*** Opening WORKING DATA ***

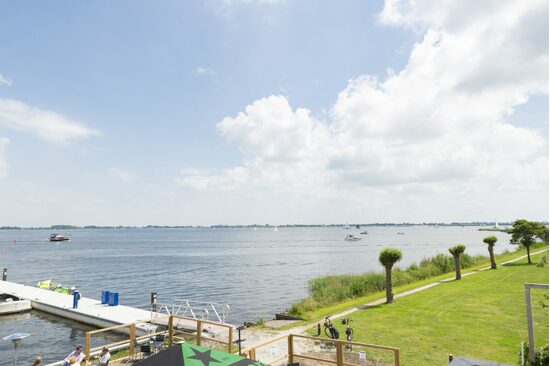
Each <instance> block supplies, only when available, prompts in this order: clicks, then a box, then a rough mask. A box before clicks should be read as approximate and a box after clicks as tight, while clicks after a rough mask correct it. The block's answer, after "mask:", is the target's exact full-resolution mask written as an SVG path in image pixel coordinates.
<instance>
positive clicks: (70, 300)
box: [0, 281, 196, 335]
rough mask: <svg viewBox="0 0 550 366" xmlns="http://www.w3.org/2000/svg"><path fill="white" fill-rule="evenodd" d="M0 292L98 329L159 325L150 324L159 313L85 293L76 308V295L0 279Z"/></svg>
mask: <svg viewBox="0 0 550 366" xmlns="http://www.w3.org/2000/svg"><path fill="white" fill-rule="evenodd" d="M0 293H7V294H10V295H15V296H17V297H19V298H21V299H25V300H30V301H31V306H32V308H33V309H37V310H40V311H43V312H45V313H49V314H54V315H57V316H61V317H63V318H67V319H72V320H76V321H78V322H81V323H85V324H89V325H93V326H95V327H98V328H108V327H112V326H116V325H121V324H128V323H135V324H136V333H137V334H138V335H143V334H147V333H150V332H151V331H154V329H155V328H156V326H155V325H152V324H150V322H151V320H154V317H155V315H156V314H154V313H151V311H149V310H143V309H138V308H134V307H130V306H124V305H117V306H109V305H105V304H101V301H100V300H99V299H98V300H95V299H90V298H86V297H83V296H82V297H81V298H80V300H79V301H78V308H76V309H73V295H67V294H62V293H59V292H55V291H50V290H46V289H41V288H38V287H33V286H27V285H22V284H18V283H14V282H9V281H0ZM98 297H99V292H98ZM148 322H149V323H148ZM155 323H156V324H159V325H161V324H164V323H167V322H166V321H164V322H163V321H162V320H161V319H159V321H158V322H155ZM175 326H177V327H178V328H189V329H194V328H195V327H196V323H195V322H193V321H192V320H181V319H180V320H179V321H178V324H175Z"/></svg>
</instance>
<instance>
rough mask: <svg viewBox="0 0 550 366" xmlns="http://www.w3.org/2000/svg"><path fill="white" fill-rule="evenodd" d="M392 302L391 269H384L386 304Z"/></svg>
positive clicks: (392, 293) (387, 268)
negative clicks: (385, 276)
mask: <svg viewBox="0 0 550 366" xmlns="http://www.w3.org/2000/svg"><path fill="white" fill-rule="evenodd" d="M392 302H393V291H392V287H391V267H386V303H388V304H389V303H392Z"/></svg>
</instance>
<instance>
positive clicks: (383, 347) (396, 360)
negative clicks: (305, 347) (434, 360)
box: [288, 334, 401, 366]
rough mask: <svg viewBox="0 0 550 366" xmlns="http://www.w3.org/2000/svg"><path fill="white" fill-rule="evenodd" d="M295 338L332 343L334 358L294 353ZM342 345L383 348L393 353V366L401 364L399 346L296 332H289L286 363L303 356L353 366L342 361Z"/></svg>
mask: <svg viewBox="0 0 550 366" xmlns="http://www.w3.org/2000/svg"><path fill="white" fill-rule="evenodd" d="M295 339H309V340H313V341H316V342H325V343H332V344H333V345H334V346H335V348H336V360H331V359H325V358H320V357H315V356H310V355H304V354H299V353H296V351H295V344H294V341H295ZM344 346H345V347H349V348H351V347H353V346H356V347H364V348H372V349H378V350H384V351H388V352H392V353H393V361H394V365H395V366H400V365H401V358H400V352H399V348H395V347H388V346H379V345H376V344H369V343H361V342H349V341H341V340H337V339H327V338H320V337H311V336H305V335H298V334H291V335H289V336H288V363H293V362H294V360H295V359H296V358H303V359H306V360H312V361H317V362H324V363H329V364H334V365H337V366H354V365H355V364H352V363H348V362H345V361H344Z"/></svg>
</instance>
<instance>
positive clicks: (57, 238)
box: [50, 234, 71, 241]
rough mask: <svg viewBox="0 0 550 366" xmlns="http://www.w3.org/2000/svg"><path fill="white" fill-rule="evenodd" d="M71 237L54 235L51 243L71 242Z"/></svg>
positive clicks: (53, 235) (50, 237) (51, 239)
mask: <svg viewBox="0 0 550 366" xmlns="http://www.w3.org/2000/svg"><path fill="white" fill-rule="evenodd" d="M70 240H71V237H70V236H69V234H65V235H63V234H52V235H50V241H70Z"/></svg>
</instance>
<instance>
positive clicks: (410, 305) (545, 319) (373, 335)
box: [310, 253, 548, 365]
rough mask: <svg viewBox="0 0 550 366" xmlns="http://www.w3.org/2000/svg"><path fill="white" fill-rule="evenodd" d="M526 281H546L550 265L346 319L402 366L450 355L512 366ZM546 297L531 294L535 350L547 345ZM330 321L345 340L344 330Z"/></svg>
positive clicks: (423, 362)
mask: <svg viewBox="0 0 550 366" xmlns="http://www.w3.org/2000/svg"><path fill="white" fill-rule="evenodd" d="M546 254H547V253H546ZM541 257H542V255H541V254H539V255H535V256H532V260H533V262H534V263H538V261H540V258H541ZM524 283H544V284H546V283H548V265H546V266H545V267H537V266H536V265H535V264H533V265H527V260H526V259H525V260H521V261H518V262H516V263H513V264H510V265H506V266H499V268H498V269H497V270H490V271H484V272H481V273H478V274H474V275H472V276H468V277H464V278H463V279H462V280H461V281H452V282H449V283H444V284H441V285H438V286H436V287H434V288H431V289H428V290H426V291H423V292H420V293H417V294H413V295H410V296H407V297H404V298H401V299H397V300H396V301H395V303H394V304H390V305H381V306H377V307H372V308H368V309H365V310H360V311H357V312H355V313H353V314H351V315H350V318H351V319H352V325H353V328H354V330H355V337H354V340H356V341H359V342H366V343H374V344H380V345H387V346H394V347H399V348H400V349H401V361H402V365H446V364H447V358H448V354H449V353H452V354H454V355H460V356H466V357H473V358H481V359H488V360H494V361H499V362H503V363H510V364H514V365H515V364H517V362H518V359H519V357H518V352H519V351H520V343H521V342H522V341H524V340H527V320H526V310H525V292H524V287H523V284H524ZM544 294H548V291H541V290H534V291H533V295H532V296H533V315H534V320H535V340H536V345H537V346H541V345H543V344H546V343H548V307H546V308H542V307H541V306H540V305H539V301H541V300H544V302H545V303H546V304H548V300H546V299H545V298H544V297H543V295H544ZM334 323H335V324H336V323H338V324H339V325H338V327H339V330H340V334H341V335H342V336H343V337H345V333H344V326H342V325H341V324H340V322H337V321H334ZM314 332H315V331H312V332H311V333H310V334H313V333H314Z"/></svg>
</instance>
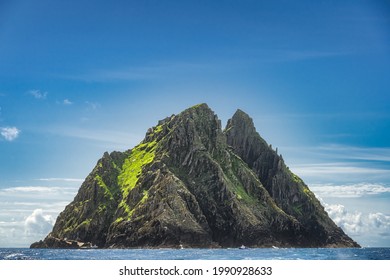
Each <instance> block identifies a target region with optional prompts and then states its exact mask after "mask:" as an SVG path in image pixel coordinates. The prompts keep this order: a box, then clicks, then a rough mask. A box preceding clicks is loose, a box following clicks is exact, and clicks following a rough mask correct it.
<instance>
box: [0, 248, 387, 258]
mask: <svg viewBox="0 0 390 280" xmlns="http://www.w3.org/2000/svg"><path fill="white" fill-rule="evenodd" d="M0 260H390V248H359V249H356V248H348V249H344V248H342V249H341V248H340V249H328V248H316V249H296V248H294V249H278V248H272V249H244V250H240V249H182V250H179V249H113V250H110V249H105V250H99V249H82V250H75V249H70V250H69V249H10V248H4V249H0Z"/></svg>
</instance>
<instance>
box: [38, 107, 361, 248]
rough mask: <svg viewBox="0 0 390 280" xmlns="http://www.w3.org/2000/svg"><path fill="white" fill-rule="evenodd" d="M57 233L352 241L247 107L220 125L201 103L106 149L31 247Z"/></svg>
mask: <svg viewBox="0 0 390 280" xmlns="http://www.w3.org/2000/svg"><path fill="white" fill-rule="evenodd" d="M53 240H54V241H55V242H54V241H53ZM61 240H62V241H65V240H72V241H75V242H79V243H81V244H84V243H87V244H96V245H97V246H98V247H100V248H133V247H179V246H184V247H237V246H241V245H242V244H244V245H246V246H252V247H270V246H278V247H358V246H359V245H358V244H357V243H356V242H354V241H353V240H352V239H351V238H349V237H348V236H347V235H346V234H345V233H344V232H343V231H342V230H341V229H340V228H339V227H337V226H336V225H335V224H334V222H333V221H332V220H331V219H330V218H329V217H328V215H327V213H326V212H325V210H324V208H323V207H322V206H321V204H320V203H319V201H318V200H317V199H316V198H315V196H314V195H313V193H312V192H311V191H310V190H309V188H308V187H307V186H306V185H305V184H304V182H303V181H302V180H301V179H300V178H299V177H298V176H296V175H295V174H293V173H292V172H291V171H290V170H289V169H288V167H287V166H286V165H285V163H284V161H283V159H282V157H281V156H280V155H278V154H277V152H276V151H274V150H273V149H272V148H271V147H270V146H269V145H268V144H267V143H266V142H265V140H263V139H262V138H261V137H260V135H259V134H258V133H257V132H256V129H255V127H254V125H253V121H252V120H251V119H250V117H249V116H248V115H247V114H245V113H244V112H242V111H240V110H238V111H237V112H236V113H235V114H234V116H233V118H232V119H231V120H229V121H228V125H227V127H226V129H225V130H222V127H221V122H220V120H219V119H218V118H217V116H216V115H215V114H214V112H213V111H212V110H211V109H210V108H209V107H208V106H207V105H206V104H200V105H197V106H194V107H191V108H189V109H187V110H185V111H183V112H182V113H180V114H179V115H172V116H171V117H168V118H166V119H164V120H162V121H160V122H159V123H158V125H157V126H155V127H153V128H151V129H149V130H148V131H147V133H146V136H145V139H144V140H143V141H142V142H141V143H140V144H139V145H137V146H136V147H134V148H133V149H131V150H128V151H126V152H123V153H121V152H113V153H111V154H108V153H105V154H104V155H103V157H102V159H100V160H99V161H98V163H97V165H96V167H95V168H94V169H93V170H92V172H91V173H90V174H89V175H88V177H87V178H86V179H85V181H84V182H83V184H82V185H81V187H80V190H79V192H78V194H77V195H76V197H75V199H74V200H73V202H71V203H70V204H69V205H68V206H67V207H66V208H65V210H64V211H63V212H62V213H61V214H60V215H59V216H58V218H57V220H56V223H55V225H54V228H53V231H52V232H51V233H50V234H49V236H48V237H47V238H46V239H45V240H43V241H40V242H37V243H34V244H33V246H34V247H41V248H47V247H54V245H52V244H53V243H54V244H57V245H58V244H64V243H61ZM68 243H69V242H67V244H68ZM73 244H74V243H73ZM57 245H56V246H57ZM64 246H65V245H64Z"/></svg>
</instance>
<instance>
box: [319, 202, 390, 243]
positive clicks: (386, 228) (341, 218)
mask: <svg viewBox="0 0 390 280" xmlns="http://www.w3.org/2000/svg"><path fill="white" fill-rule="evenodd" d="M324 206H325V210H326V211H327V212H328V214H329V217H330V218H331V219H332V220H333V221H334V222H335V223H336V224H337V225H338V226H340V227H341V228H342V229H343V230H344V231H345V232H346V233H347V234H349V235H351V236H359V235H363V234H367V233H370V235H374V236H378V235H379V236H380V235H381V236H383V235H387V236H389V235H390V216H388V215H385V214H383V213H379V212H378V213H368V214H364V213H362V212H359V211H353V212H351V211H348V210H347V209H346V208H345V206H344V205H341V204H326V203H325V205H324Z"/></svg>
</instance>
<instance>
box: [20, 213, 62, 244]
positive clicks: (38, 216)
mask: <svg viewBox="0 0 390 280" xmlns="http://www.w3.org/2000/svg"><path fill="white" fill-rule="evenodd" d="M54 221H55V220H54V219H53V217H52V216H51V215H45V214H44V212H43V210H42V209H35V210H34V211H33V212H32V213H31V215H30V216H28V217H27V218H26V220H25V221H24V227H25V234H26V236H28V237H35V236H36V237H38V238H40V237H41V236H42V235H45V234H47V233H48V232H49V231H50V230H51V229H52V227H53V225H54Z"/></svg>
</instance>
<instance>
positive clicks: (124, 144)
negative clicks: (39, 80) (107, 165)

*** Closing WORKING DATA ***

| JOB |
Repeat everything from the start of the listing down to and including the line containing "box: [0, 281, 196, 335]", and leave the pictures out.

| ANSWER BELOW |
Each <instance> block supplies, only when available, prompts in this order: clicks, then a box, then a rough mask. A box before clicks should be read as approximate and a box after clicks as tight, while clicks after a rough mask correct it. The block's answer, after "mask:", is the target's exact full-resolution mask written as an SVG path in image pixel coordinates.
<instance>
positive clicks: (70, 300)
box: [0, 281, 196, 335]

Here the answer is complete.